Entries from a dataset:
══════════

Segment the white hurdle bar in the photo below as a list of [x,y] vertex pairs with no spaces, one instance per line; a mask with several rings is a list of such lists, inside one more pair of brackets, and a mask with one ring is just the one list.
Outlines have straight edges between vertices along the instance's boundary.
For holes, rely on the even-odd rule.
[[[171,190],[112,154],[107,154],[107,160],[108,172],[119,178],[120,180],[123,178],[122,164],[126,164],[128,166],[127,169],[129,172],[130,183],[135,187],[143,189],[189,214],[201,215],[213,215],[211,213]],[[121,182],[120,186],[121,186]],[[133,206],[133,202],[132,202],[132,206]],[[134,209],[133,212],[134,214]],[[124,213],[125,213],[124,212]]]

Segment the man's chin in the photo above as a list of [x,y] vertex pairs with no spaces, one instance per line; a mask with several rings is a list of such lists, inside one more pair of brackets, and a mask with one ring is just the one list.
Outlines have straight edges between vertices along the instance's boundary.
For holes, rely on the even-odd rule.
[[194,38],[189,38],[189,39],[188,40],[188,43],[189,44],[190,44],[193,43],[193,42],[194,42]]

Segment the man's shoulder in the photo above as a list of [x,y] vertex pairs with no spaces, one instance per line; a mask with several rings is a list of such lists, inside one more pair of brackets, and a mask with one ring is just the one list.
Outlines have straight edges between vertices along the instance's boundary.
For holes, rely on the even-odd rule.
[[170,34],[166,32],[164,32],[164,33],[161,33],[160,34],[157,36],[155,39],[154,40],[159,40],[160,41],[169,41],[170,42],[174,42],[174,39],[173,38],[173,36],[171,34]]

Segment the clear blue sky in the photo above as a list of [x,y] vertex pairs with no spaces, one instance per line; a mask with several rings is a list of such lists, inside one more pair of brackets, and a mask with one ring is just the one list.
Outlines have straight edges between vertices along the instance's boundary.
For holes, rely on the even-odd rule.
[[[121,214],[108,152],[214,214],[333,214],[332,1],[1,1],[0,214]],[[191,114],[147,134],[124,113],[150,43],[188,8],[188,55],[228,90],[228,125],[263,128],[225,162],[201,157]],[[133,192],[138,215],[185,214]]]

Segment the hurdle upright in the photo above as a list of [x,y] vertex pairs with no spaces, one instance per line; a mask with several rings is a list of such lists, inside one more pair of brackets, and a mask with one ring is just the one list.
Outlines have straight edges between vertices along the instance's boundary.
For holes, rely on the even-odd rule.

══════════

## WHAT IS BEING ASKED
Reproduce all of the material above word for word, without changing anything.

## RESPONSE TO THIS TASK
Segment the white hurdle bar in the photo below as a list of [x,y] vertex pairs with no spaces, one instance per line; a mask with several rings is a list of such lists, inside one more pair of brackets, and a mask with one ring is just the one list.
Outlines have straight edges between vertices along the instance's boundary.
For holes, rely on the even-odd rule.
[[[171,190],[112,154],[107,154],[107,160],[108,172],[119,178],[120,180],[123,178],[122,164],[126,164],[128,166],[127,169],[129,172],[130,183],[135,187],[143,189],[189,214],[201,215],[213,215],[211,213]],[[121,182],[120,186],[121,186]],[[133,206],[133,202],[132,202],[132,206]],[[134,209],[133,212],[134,214]],[[124,213],[125,213],[124,212]]]

Segment the man's chin in the photo above as a list of [x,y] vertex pairs with no spaces, one instance per line; a mask with several rings is a list of such lists, inside one more pair of brackets, and a mask with one ring is just the one list.
Outlines have straight edges between vertices along the instance's boundary.
For holes, rely on the even-odd rule.
[[194,38],[189,38],[189,39],[188,40],[188,43],[189,44],[190,44],[193,43],[193,42],[194,42]]

Segment the man's shoulder in the photo above as a list of [x,y] vertex pairs with no spaces, one instance per line; a mask with several rings is a list of such lists, inside one more pair of brackets, and a mask with one ring is just the one list.
Outlines have straight edges between vertices along the instance's boundary.
For holes, rely on the even-odd rule.
[[170,34],[166,32],[164,32],[164,33],[161,33],[160,34],[157,36],[155,39],[154,40],[159,40],[160,41],[169,41],[170,42],[174,42],[174,39],[173,38],[173,36],[171,34]]

Segment the clear blue sky in the photo above as a list of [x,y] vertex pairs with no spaces, one instance per line; a mask with several rings is a list of such lists, inside one more pair of brackets, and a mask with one ring is just the one list.
Outlines have straight edges between vertices along the instance's boundary.
For holes, rely on the even-odd rule.
[[[121,214],[108,152],[214,214],[333,214],[332,1],[1,1],[0,214]],[[191,114],[147,134],[124,113],[150,43],[188,8],[188,55],[228,90],[228,125],[263,128],[225,162],[201,157]],[[133,192],[138,215],[185,214]]]

Segment the hurdle upright in the photo above as a list of [x,y] vertex pairs with no spaces, one instance per line; a mask with several rings is a list of such lists, inside one more pair of brackets, and a mask with one ring is just the one list.
Outlines have straight edges between vertices along the instance's boundary.
For holes, rely on the even-odd rule.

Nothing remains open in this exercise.